2. Materials and Methods

2.1. Animal Trial

Animal ethics approval for this study was obtained from the Animal Experiment Committee of Nanjing Agricultural University, in accordance with the Regulations for the Administrations of Affairs Concerning the Experimental Animals. All methods were performed in accordance with the approved guidelines and regulations.

Six litters of neonatal piglets (Duroc × Landrace × Large White) were selected, 10 piglets per litter. Then, the piglets per litter were evenly and randomly assigned to control groups (CON) and GOS groups (GOS) with similar body weight. GOS of 90% purity were purchased from Quantum Hi-Tech Biological co., Ltd. (Jiangmen, China). The composition of GOS is displayed in Figure S1 and the information of carbohydrate components in GOS sample is displayed in Table S1. During the first week after birth, the GOS group was orally administrated with 10 mL GOS solution (1 g/kg bodyweight) per day [21,22,23], and the CON group was treated with the same dose of physiological saline. Piglets had free access to sow milk and water at all times throughout the experimental period. Health status was monitored daily, and all piglets were kept healthy during the experimental period.

On day 8 and day 21, six piglets from each group were euthanized. After the piglets were sacrificed, ileal digesta were collected for determination of intestinal microbiota and microbial metabolites. The pH of ileal digesta was measured using a pH meter. Ileal mucosa was collected for further analysis.

2.2. Microbiota Profiling

Total bacterial DNA was extracted from the ileal digesta following a previous study [24]. A universal primer was used for 16S rRNA gene amplification [25]. The quality of the amplicons was detected using gel electrophoresis, and the amplicons were purified using AxyPrep DNA Gel Extraction Kit (Axygen Biosciences, Union City, CA, USA). Purified amplicons were pooled in equimolar concentrations for subsequent sequencing. The raw reads were uploaded to the NCBI Sequence Read Archive database (Accession number SRP165134).

As described in previous study, Raw fastQ files were de-multiplexed and quality-filtered using QIIME (version 1.70) [25]. Operational taxonomic units (OTUs) were clustered with a 97% similarity cut-off using UPARSE (version 7.1), and chimeric sequences were identified and removed using UCHIME [26]. The most abundant sequences within each OTU were designated as representative sequences, which were classified using the Ribosomal Database Project (RDP) classifier [27]. The diversity indices and principal coordinate analysis (PCoA) were assessed using MOTHUR v.1.29.0 as described in previous studies [28,29].

Data shown —
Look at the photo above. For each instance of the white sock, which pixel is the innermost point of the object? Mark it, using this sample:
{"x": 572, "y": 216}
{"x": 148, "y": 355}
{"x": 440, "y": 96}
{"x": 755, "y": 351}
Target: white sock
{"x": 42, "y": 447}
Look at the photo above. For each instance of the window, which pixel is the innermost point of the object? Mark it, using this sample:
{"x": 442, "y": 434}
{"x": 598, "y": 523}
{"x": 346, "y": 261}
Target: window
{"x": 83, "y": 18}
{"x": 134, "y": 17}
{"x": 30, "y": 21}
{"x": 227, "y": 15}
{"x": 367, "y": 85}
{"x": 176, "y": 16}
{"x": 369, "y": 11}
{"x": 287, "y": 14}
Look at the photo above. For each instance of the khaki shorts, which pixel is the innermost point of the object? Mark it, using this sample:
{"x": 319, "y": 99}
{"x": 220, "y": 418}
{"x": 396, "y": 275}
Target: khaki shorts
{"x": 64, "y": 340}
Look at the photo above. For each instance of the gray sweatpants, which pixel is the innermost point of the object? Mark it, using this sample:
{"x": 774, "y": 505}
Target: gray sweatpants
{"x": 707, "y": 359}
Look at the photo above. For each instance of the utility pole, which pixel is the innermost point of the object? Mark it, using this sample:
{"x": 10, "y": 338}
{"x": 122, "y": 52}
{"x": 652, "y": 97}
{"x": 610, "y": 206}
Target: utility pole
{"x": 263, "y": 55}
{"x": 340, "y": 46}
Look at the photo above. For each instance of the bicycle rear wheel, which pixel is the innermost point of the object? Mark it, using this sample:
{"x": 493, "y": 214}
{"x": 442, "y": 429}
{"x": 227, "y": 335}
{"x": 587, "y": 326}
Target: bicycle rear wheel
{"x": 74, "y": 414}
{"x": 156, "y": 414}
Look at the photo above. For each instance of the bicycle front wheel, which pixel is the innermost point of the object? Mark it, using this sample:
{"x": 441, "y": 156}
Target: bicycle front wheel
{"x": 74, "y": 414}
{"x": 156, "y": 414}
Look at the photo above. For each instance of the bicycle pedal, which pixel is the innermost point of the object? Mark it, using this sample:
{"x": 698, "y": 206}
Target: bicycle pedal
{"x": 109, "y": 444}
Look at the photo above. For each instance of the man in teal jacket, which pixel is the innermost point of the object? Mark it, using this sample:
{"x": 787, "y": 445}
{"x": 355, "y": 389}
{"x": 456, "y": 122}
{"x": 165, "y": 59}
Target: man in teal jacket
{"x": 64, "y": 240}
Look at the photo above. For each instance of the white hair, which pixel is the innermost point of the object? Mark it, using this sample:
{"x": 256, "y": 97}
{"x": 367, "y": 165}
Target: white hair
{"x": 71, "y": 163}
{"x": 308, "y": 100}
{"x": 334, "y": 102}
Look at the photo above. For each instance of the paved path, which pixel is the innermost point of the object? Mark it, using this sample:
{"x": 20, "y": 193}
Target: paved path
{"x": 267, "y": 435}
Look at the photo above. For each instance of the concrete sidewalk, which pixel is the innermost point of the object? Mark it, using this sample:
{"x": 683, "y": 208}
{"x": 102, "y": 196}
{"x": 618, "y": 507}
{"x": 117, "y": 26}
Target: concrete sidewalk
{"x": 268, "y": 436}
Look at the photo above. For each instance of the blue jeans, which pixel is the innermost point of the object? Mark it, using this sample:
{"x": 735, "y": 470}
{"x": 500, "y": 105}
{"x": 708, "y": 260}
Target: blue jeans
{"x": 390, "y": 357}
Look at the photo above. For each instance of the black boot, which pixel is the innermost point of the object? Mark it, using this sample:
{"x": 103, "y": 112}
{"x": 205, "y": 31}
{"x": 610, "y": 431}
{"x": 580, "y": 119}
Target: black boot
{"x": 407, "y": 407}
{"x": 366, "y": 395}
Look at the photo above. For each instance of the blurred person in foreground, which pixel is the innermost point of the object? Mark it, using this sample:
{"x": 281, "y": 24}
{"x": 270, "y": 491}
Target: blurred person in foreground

Tasks to carry out —
1. Rewrite the stretch of the piglet study methods from "2.2. Microbiota Profiling" through "(Accession number SRP165134).", swapping every "amplicons" for "PCR products".
2. Name each software tool in the piglet study methods that is given with a version number, along with that version.
3. Write what follows the last sentence of the piglet study methods.

Answers to the tasks —
1.
2.2. Microbiota Profiling

Total bacterial DNA was extracted from the ileal digesta following a previous study [24]. A universal primer was used for 16S rRNA gene amplification [25]. The quality of the PCR products was detected using gel electrophoresis, and the PCR products were purified using AxyPrep DNA Gel Extraction Kit (Axygen Biosciences, Union City, CA, USA). Purified PCR products were pooled in equimolar concentrations for subsequent sequencing. The raw reads were uploaded to the NCBI Sequence Read Archive database (Accession number SRP165134).

2.
QIIME (version 1.70)
UPARSE (version 7.1)
MOTHUR v.1.29.0

3.
2.3. Microbial Metabolites

The concentrations of short-chain fatty acids (SCFAs) in the ileal digesta were determined using gas chromatography (GC) method as described in previous study [25]. The lactate concentration was measured using a commercial kit (Nanjing Jiancheng Bioengineering Institute, Nanjing, China).

2.4. RT-PCR

Total RNA was isolated using TriZOL (Invitrogen, Carlsbad, CA, USA) according to the manufacturer’s protocol. After the purity and integrity of RNA were detected, the total RNA was reverse-transcribed to cDNA using a PrimeScript RT reagent kit (Takara Biotechnology (Dalian) Co., Ltd., Dalian, China) according to the manufacturer’s protocol. The genes primers—interleukin-8 (IL-8), interleukin-10 (IL-10), porcine β-defensin-1 (PBD-1), porcine β-defensin-3 (PBD-3), regenerating islet derived protein-3γ (Reg-3γ), and housekeeping genes (β-actin)—are listed in Additional File 1: Table S2. According to the manufacturer’s protocol, qRT-PCR reactions were performed on an Applied Biosystems 7300 Real-Time PCR system using a SYBR Premix Ex TaqTM (Tli RnaseH Plus) qPCR kit (Takara Biotechnology (Dalian) Co., Ltd.). Expression levels were calculated using the 2−ΔΔCt method [30] and normalized to the housekeeping gene β-actin.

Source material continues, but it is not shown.